> **本文**:
_ _ _ _ _ _ _

国語力の低下

なるべく野球と政治の話は自制しようと考えてたのですが今夜はちょっとお許しください。

14日付毎日新聞夕刊にさだまさしさんの寄稿がありました。たとえば平等について100人いる避難所に120個のケーキが来たらどうするべきかとか設問を投げかけて問うていたりと読んでいて考えさせられる内容なのですが、印象深かったのが言葉に関する次のくだりです。

有事において国や行政の態度、殊に言葉に国民は敏感だ。真実の情報が知りたいのだ。コロナ蔓延の正確な情報の少なさに誰もが怖がっている。「知らないという不安」が混乱を招く。これはリーダーたちの「言葉力」「日本語力」の不足だ。有事に際しては今の危機、その手当、次の指標、次の手当、そして出口の目標を示すべきなのだ。自分の言葉で、自分の哲学で、誰にでも分かる言葉できちんと説明できる人が欲しい。

 (寄稿・コロナ禍が問う「自由と平等」・さだまさし

いつものように話が横にすっ飛んで恐縮なのですが。

読んでいちばん最初に想起したのはイギリスのジョンソン首相のスピーチです。ジョンソン首相が新型コロナに罹患して退院したあとのイースターのスピーチをイースターのあとに聴いています。(外出しないことや外出時に社会的距離をとったりすることなど)国民がなすべきことをしてくれてるので(thank you,because so millions and milions people across this country have been doing the right thing)それがNHS(国民保健サービス)を守ってることになってることに謝意を述べ、またfightであるとかnational battleという言葉を文中に差し込みつつ 、現場の医師、看護師、検査技師、薬剤師、清掃員などのスタッフに謝意を述べ、私たちは新型コロナに一緒に打ち克とう(We will defeat this cornavirus and defeat it togther)、NHSを守ろう、社会的距離を取ろう、と述べています。イギリスとて日本と同じく新型コロナの正体をつかみ切れていません。韻を踏むようにthankという言葉がかなりの回数で頻出しますが具体的な数字は一切出てきません。でも繰り返しになりますが、協力に感謝してること、まだ危機であること、戦わねばならぬこと、そのために社会的距離をとりそして外出を控えること、一緒に打ち克とう、などが英語を母語をとしない人間にも印象に残る程度の(おそらく)自分の言葉で語ってるであろうスピーチで、こんなふうに日本語で語れる政治家がいればなあ…と感じていたのでかなり印象に残っています。なので上記のさださんの「誰でもわかる言葉できちんと説明できる人が欲しい」というのはすごく腑に落ちています。

_ _ _ _ _ _ _

> **課題文**:
「国語力の低下」の本文について、次の問いに答えよ。
(a) さだまさしさんの寄稿が載ったのは、何日付のどの新聞か。
(b) 寄稿の設問では、100人いる避難所にケーキが何個届く場合が挙げられているか。
(c) 寄稿を読んで筆者がいちばん最初に思い浮かべたのは、誰のスピーチか。
本文だけを手がかりにして答えること。

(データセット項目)
_ _ _ _ _ _ _

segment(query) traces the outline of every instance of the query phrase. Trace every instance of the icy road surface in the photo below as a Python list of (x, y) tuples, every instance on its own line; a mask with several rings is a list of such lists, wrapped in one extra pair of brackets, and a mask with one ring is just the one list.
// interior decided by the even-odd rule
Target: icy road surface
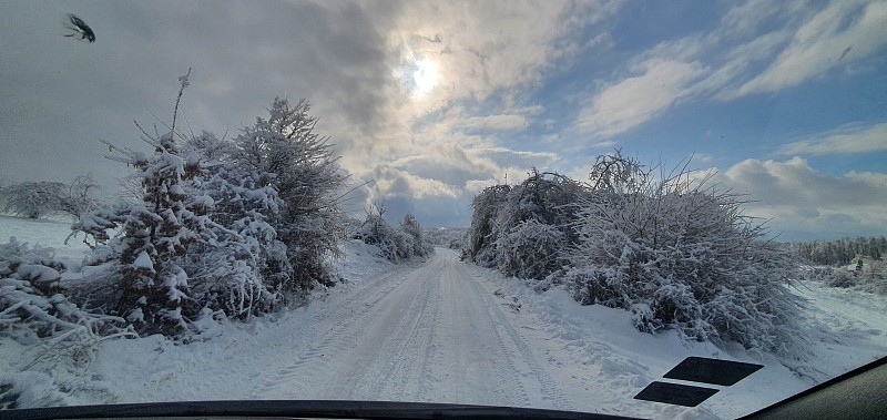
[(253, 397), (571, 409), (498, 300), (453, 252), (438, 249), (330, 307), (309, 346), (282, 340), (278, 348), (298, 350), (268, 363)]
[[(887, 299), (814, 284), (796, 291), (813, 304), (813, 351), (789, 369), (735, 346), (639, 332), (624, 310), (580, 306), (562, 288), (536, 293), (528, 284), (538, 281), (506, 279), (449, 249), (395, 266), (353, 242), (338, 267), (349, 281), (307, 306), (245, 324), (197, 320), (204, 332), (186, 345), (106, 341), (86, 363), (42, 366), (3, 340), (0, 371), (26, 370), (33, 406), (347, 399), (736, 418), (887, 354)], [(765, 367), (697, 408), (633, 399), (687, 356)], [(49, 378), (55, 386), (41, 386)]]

_ _ _ _ _ _ _

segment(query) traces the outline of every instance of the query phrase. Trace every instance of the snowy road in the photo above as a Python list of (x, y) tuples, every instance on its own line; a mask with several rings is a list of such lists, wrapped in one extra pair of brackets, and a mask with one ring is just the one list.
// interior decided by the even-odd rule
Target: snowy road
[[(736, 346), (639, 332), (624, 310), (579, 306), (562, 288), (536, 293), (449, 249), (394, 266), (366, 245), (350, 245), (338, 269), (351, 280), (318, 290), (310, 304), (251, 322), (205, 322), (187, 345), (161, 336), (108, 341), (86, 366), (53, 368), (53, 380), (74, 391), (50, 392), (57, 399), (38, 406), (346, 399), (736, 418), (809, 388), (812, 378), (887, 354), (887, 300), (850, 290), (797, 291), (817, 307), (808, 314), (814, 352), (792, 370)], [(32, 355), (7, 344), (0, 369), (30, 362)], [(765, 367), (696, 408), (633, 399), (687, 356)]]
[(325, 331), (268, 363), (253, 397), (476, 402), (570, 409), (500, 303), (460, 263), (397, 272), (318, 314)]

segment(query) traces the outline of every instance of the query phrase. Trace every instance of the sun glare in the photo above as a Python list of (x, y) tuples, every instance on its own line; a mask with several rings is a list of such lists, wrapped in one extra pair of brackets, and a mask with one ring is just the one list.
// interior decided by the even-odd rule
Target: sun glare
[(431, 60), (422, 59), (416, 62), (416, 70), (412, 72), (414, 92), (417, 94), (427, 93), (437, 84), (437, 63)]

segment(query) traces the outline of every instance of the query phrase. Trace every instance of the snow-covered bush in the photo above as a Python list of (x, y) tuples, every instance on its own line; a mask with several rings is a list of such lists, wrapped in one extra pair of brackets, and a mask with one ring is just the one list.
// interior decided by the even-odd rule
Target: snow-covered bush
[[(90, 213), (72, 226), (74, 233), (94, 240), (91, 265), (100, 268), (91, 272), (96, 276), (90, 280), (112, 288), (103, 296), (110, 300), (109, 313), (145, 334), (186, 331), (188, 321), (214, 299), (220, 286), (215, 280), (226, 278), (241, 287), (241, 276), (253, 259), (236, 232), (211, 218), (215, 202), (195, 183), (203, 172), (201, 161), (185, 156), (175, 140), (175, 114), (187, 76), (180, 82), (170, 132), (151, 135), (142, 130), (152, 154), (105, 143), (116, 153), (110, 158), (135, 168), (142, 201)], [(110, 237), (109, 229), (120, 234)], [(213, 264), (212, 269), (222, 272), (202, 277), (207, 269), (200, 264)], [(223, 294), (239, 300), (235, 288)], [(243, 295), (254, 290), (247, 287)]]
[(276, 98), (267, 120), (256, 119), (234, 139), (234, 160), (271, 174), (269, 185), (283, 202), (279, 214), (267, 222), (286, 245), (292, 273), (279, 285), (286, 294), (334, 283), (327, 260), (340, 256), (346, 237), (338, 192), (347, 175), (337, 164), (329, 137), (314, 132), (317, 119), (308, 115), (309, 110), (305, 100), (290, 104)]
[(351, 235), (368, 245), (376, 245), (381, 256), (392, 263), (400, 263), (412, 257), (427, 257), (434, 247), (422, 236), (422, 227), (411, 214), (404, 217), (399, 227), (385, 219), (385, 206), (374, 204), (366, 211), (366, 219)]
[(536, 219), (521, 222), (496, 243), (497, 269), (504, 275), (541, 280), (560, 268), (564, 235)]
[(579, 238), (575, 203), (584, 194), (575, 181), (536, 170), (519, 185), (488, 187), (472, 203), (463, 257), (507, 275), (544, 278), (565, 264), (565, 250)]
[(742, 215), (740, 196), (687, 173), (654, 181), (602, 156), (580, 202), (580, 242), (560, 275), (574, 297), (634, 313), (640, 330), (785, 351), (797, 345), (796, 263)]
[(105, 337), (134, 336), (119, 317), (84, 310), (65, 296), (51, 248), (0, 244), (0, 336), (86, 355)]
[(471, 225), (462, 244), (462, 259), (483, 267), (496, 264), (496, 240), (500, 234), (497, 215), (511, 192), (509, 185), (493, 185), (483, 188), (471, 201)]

_ _ _ _ _ _ _

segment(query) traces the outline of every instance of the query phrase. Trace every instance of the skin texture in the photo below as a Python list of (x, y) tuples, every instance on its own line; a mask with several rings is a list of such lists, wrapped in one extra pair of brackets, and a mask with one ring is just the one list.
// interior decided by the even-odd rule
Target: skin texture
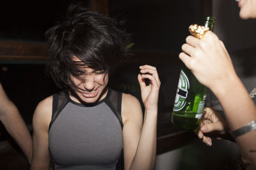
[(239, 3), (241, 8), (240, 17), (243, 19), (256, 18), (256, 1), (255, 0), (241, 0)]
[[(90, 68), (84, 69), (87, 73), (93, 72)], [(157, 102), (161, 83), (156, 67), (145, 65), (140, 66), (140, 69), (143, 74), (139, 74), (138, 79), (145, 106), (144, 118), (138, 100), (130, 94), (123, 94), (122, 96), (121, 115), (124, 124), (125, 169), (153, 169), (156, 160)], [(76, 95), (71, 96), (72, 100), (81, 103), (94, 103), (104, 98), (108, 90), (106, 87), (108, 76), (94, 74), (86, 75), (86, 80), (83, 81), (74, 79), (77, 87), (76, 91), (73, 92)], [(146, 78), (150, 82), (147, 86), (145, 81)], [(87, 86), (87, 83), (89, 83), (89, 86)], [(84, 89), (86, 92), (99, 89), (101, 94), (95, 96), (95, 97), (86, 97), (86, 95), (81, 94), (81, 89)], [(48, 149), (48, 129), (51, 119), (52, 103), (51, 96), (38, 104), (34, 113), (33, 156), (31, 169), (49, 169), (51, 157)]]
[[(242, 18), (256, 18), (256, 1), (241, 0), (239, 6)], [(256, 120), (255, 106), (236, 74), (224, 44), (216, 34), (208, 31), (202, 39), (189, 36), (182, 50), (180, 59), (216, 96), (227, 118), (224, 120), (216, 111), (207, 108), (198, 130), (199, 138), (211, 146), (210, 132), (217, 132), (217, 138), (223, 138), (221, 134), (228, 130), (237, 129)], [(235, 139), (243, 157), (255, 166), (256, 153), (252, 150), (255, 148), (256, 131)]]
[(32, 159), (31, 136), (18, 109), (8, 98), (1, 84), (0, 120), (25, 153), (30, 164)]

_ _ _ _ _ _ _

> **解答**:
(a) 14日付の毎日新聞夕刊
(b) 120個
(c) イギリスのジョンソン首相